[Bounding-box rows]
= = =

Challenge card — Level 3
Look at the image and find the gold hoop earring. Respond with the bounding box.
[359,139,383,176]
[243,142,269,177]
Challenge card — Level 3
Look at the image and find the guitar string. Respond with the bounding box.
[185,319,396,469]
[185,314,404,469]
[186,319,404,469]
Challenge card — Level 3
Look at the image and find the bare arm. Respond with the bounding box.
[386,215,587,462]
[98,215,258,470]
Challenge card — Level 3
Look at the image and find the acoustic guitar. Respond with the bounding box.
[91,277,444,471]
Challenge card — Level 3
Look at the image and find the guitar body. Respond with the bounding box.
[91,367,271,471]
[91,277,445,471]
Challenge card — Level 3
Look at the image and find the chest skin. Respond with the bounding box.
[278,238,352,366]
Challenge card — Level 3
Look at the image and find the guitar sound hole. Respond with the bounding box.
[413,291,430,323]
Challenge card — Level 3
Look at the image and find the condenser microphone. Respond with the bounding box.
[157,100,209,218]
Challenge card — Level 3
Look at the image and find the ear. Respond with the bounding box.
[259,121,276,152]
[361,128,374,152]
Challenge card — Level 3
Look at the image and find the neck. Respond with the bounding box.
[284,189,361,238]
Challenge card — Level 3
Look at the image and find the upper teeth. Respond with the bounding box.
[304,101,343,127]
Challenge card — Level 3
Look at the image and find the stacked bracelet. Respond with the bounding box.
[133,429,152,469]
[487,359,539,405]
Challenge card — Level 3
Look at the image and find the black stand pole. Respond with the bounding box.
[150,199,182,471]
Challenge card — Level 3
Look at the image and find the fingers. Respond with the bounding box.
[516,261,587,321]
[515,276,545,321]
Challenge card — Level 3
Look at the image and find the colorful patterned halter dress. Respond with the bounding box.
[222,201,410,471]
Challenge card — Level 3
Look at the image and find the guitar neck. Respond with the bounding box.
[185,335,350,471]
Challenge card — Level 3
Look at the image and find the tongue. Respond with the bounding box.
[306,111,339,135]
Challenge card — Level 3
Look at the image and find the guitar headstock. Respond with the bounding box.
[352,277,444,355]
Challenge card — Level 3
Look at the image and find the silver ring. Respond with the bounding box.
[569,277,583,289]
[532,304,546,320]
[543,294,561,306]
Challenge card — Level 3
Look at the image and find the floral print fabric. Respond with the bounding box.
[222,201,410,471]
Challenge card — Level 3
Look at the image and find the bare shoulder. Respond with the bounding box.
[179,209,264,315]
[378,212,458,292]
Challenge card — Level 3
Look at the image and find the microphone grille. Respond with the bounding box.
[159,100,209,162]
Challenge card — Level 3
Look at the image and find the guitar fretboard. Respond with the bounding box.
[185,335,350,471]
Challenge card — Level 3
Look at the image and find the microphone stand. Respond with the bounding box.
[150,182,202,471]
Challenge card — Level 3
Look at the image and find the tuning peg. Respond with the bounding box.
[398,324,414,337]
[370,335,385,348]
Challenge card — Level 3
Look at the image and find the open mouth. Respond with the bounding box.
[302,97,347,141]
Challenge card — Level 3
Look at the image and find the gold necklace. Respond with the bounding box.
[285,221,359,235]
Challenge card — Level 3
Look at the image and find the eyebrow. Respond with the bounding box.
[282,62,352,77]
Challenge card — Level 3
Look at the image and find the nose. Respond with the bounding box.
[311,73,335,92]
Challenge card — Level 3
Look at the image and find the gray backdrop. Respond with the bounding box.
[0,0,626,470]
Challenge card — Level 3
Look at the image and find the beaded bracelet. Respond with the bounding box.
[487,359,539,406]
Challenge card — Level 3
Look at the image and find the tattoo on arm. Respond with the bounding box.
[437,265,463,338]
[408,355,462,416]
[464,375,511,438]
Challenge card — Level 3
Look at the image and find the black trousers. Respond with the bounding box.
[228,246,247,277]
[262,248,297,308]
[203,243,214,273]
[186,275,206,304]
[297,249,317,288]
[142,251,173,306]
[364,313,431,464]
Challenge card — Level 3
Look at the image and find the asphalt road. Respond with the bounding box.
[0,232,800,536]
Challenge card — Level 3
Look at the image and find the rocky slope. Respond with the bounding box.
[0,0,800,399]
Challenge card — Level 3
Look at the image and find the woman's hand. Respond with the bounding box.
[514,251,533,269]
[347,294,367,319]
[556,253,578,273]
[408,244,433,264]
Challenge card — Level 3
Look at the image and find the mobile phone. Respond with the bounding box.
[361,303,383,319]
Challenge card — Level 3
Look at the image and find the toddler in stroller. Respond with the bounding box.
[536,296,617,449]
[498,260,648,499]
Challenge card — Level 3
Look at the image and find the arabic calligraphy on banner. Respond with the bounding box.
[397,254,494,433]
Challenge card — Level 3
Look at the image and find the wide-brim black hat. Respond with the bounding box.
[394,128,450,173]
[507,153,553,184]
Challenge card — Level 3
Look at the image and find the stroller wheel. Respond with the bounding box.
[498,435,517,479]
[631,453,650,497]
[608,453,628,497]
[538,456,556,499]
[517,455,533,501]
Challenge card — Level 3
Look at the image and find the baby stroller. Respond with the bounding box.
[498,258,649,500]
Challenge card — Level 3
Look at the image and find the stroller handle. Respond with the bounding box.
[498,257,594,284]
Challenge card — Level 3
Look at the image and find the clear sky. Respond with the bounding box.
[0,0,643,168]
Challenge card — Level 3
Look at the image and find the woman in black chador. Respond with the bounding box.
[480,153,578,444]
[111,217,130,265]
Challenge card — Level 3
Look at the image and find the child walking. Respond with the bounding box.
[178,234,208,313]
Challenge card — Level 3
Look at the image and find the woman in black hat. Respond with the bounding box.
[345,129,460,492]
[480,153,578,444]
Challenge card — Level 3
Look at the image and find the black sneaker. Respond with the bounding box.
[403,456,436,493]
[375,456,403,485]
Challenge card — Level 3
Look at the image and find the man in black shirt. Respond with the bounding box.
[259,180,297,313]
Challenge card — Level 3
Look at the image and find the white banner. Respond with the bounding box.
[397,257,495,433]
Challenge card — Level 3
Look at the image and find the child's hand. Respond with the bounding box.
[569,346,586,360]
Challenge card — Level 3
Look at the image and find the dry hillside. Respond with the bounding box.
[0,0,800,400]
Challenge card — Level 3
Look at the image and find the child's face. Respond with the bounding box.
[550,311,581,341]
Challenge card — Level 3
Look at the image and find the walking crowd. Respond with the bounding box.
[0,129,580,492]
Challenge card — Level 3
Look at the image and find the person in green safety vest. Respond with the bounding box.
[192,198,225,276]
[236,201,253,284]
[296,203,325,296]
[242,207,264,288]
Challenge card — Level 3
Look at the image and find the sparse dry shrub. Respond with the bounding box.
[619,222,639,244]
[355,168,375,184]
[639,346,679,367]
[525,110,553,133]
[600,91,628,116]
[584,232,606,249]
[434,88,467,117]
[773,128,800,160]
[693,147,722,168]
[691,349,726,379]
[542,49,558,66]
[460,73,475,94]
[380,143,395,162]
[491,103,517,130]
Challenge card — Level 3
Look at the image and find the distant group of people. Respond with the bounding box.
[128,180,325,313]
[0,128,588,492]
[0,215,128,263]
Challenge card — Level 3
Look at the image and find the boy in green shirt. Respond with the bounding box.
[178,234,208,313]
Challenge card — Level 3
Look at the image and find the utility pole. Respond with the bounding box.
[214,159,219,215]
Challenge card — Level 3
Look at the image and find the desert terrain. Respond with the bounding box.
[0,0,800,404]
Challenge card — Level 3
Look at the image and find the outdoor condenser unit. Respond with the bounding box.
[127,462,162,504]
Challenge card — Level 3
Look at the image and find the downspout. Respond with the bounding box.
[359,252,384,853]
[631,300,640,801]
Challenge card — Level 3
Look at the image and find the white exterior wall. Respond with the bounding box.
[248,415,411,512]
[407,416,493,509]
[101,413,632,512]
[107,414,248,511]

= = =

Written request:
Filter the rows above down to every line containing the word "child", treating case as significant, and copy those lines unchanged.

Written response:
Look at the image and find the child walking. Respond with the bounding box.
Look at the image and find the child's hand. Respond with the bounding box.
Look at the image and find the child's face. Respond with the bounding box.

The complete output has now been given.